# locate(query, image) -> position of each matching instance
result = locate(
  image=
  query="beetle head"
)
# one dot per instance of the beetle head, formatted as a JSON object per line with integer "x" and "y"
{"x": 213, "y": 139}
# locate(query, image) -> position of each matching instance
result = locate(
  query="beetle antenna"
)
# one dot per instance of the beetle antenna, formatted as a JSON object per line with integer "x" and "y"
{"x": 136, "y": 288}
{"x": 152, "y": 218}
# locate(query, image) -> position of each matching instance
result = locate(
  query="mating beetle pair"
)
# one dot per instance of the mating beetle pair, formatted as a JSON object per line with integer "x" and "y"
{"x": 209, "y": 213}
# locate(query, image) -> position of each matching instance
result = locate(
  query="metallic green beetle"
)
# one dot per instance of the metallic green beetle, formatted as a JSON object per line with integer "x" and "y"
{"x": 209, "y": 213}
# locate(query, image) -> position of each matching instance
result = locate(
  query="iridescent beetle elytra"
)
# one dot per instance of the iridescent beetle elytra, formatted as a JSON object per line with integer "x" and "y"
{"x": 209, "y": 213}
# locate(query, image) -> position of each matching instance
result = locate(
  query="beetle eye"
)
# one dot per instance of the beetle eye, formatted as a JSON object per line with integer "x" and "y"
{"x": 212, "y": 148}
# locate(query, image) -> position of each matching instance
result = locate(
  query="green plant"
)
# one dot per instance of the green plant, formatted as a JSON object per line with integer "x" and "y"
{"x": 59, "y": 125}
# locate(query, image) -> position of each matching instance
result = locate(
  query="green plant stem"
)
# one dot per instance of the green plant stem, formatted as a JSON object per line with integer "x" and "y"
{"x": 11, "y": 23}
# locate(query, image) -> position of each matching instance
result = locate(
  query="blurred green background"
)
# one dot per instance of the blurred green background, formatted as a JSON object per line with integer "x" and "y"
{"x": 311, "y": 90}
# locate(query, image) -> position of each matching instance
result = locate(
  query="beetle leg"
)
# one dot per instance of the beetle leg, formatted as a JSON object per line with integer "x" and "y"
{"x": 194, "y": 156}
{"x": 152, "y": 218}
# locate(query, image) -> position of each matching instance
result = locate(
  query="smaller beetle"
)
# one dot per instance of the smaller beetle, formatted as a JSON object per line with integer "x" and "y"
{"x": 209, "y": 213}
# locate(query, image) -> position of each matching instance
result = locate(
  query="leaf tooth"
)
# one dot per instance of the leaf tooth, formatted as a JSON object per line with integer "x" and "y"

· · · · ·

Please return the data above exactly as given.

# locate(query, image) -> position of each matching instance
result = locate(
  image=
  query="beetle head"
)
# one dot per instance of the beetle head, formatted as a JSON object per line with integer "x" and "y"
{"x": 213, "y": 139}
# locate(query, image) -> position of each matching instance
result = locate(
  query="beetle antenna"
)
# one dot per instance of the beetle antenna, formatted as a JSON object per line with integer "x" and "y"
{"x": 136, "y": 288}
{"x": 152, "y": 218}
# locate(query, image) -> position of each matching instance
result = locate(
  query="mating beetle pair"
)
# one dot per instance of the mating beetle pair, formatted as a JSON object per line with integer "x" and "y"
{"x": 209, "y": 213}
# locate(query, image) -> position of each matching instance
result = locate(
  query="metallic green beetle"
)
# one dot per instance of the metallic green beetle, formatted as a JSON object per line with integer "x" and "y"
{"x": 209, "y": 213}
# locate(query, image) -> position of each matching instance
result = locate(
  query="iridescent beetle elytra"
)
# one dot per instance of the iridescent beetle elytra, formatted as a JSON object per line with integer "x" and "y"
{"x": 209, "y": 213}
# locate(query, image) -> position of each matching instance
result = locate(
  query="beetle eye"
)
# one dot per instance of the beetle eye, formatted as a JSON object per line with integer "x" and "y"
{"x": 212, "y": 148}
# locate(query, image) -> position of each matching instance
result = locate(
  query="green plant"
)
# one dot per instance of the green plant, formatted as a JSON object per line with integer "x" and "y"
{"x": 59, "y": 125}
# locate(query, image) -> position of each matching instance
result = locate(
  query="green plant stem"
)
# one dot per instance of the green plant stem, formatted as a JSON object per line with integer "x" and "y"
{"x": 11, "y": 23}
# locate(query, image) -> position of each matching instance
result = locate(
  query="blurred green background"
)
# one dot per instance of the blurred green background, formatted as a JSON object per line with integer "x" and "y"
{"x": 311, "y": 90}
# locate(query, image) -> position of each matching instance
result = locate(
  query="beetle leg"
)
# one dot per instance of the beetle leg, formatted as a JSON object per line with integer "x" and "y"
{"x": 194, "y": 156}
{"x": 152, "y": 218}
# locate(query, image) -> position of each matching instance
result = locate(
  query="smaller beetle"
)
# one dot per instance of the smaller beetle, formatted as a JSON object per line with integer "x" and "y"
{"x": 209, "y": 213}
# locate(query, image) -> position of each matching instance
result = locate(
  query="leaf tooth"
)
# one dot per instance of the leaf tooth, formatted as a JSON object per line with integer "x" and "y"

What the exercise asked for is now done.